What you will do: Lay out the material from the line with "point_to(query) puts a dot on the green" through the line with "column 172, row 32" as a two-column CSV with columns input and output. Give one row per set of text and its answer, each in a single quoted field with line breaks turned into spaces, and leave out the picture.

Dataset:
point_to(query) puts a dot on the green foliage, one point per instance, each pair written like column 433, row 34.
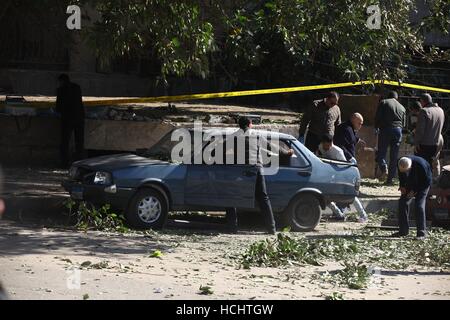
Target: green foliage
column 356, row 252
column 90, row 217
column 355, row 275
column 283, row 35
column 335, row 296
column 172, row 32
* * *
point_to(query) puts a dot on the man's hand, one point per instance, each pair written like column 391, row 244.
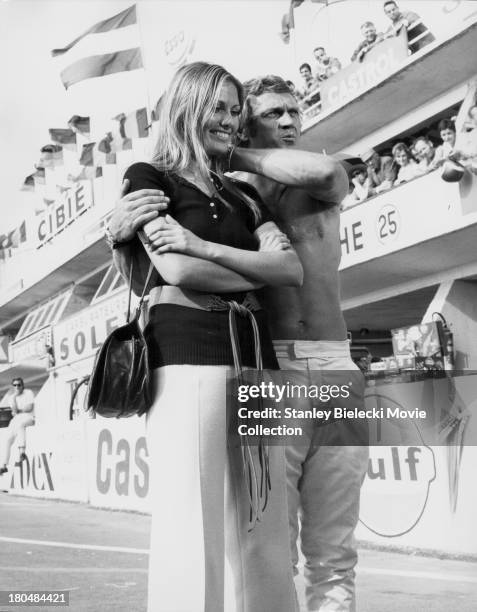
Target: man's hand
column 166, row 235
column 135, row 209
---
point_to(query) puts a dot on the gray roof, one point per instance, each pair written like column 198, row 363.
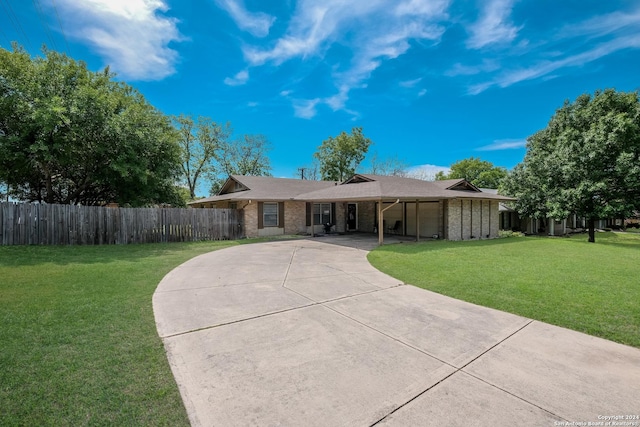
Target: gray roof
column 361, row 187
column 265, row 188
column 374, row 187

The completed task:
input,output
"point_to(query) puts a dot on the green foliage, one point per instance, each pair written like column 433, row 34. Target: green foliage","column 356, row 252 column 90, row 217 column 355, row 275 column 283, row 35 column 335, row 296 column 172, row 32"